▶ **Extract**
Segment Open

Kanayo Awani had already established a solid career with Citibank Nigeria in the 1990s and 2000s, handling multinational and top-tier local corporates in various industries including food and beverages and textiles, when she says she had “distressing experience’ as Nigerian textile businesses crashed due to unfair trade practices and dumping.

She needed a break from the hard practices of the commercial world and took a year off to study for a Masters in Public Administration at the Kennedy School of Government at Harvard University in the United States.

“The Kennedy School gave me a lot of insight,” she says. “We were also part of the Edward S Mason Fellowship, which brings people together from developing countries, and from my colleagues in the programme, I found that the problems in these countries were quite similar. For instance, I took a course on the civil service in India and realised that I could easily relate it to the civil service in Nigeria. This was the foundation of my aspiration to work in development.”

Segment Closed

[Stored data]
Segment Open

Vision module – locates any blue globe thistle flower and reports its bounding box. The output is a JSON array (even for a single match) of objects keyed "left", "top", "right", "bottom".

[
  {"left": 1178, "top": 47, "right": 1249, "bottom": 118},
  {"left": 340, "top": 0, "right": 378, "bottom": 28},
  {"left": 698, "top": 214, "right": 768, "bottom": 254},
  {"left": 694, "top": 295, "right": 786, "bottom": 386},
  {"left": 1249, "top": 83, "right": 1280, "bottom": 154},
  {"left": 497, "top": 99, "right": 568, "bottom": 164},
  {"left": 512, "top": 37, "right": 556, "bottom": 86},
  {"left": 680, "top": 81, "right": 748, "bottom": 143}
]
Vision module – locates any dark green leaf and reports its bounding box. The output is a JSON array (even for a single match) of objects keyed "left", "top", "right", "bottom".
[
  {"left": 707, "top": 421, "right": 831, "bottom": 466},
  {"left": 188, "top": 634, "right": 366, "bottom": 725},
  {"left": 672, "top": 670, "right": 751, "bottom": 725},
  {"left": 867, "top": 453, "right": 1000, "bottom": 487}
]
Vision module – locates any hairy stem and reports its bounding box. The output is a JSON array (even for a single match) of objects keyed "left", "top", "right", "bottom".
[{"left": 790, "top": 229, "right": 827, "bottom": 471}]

Segment Closed

▶ **Set of tasks**
1. According to the profile of Kanayo Awani, what degree did she take a year off to study for, and where?
2. Resume the profile of Kanayo Awani from the point where it stops.
The records play no part in the tasks.

▶ **Task-by-task results**
1. She studied for a Masters in Public Administration at the Kennedy School of Government at Harvard University in the United States.

2.
Earlier, while still at Citibank, she had worked with Afreximbank when she helped structure a facility from the bank on behalf of a client. She says that the Bank had left a positive impression on her, and so a match was made.

She wanted a role that would bring her finance experience into something that was more meaningful than the strictly transactional nature of commercial banking, Afreximbank was at the time trying to inject some private sector energy into its operations by recruiting outside the mostly public sector professionals who had been the source of manpower for the bank in its early years.

“I think I was one of the first few to have joined the bank from the private sector in 2009, when Jean-Louis Ekra decided to go in that direction, having completed the consolidation stage of the bank,” she recalls.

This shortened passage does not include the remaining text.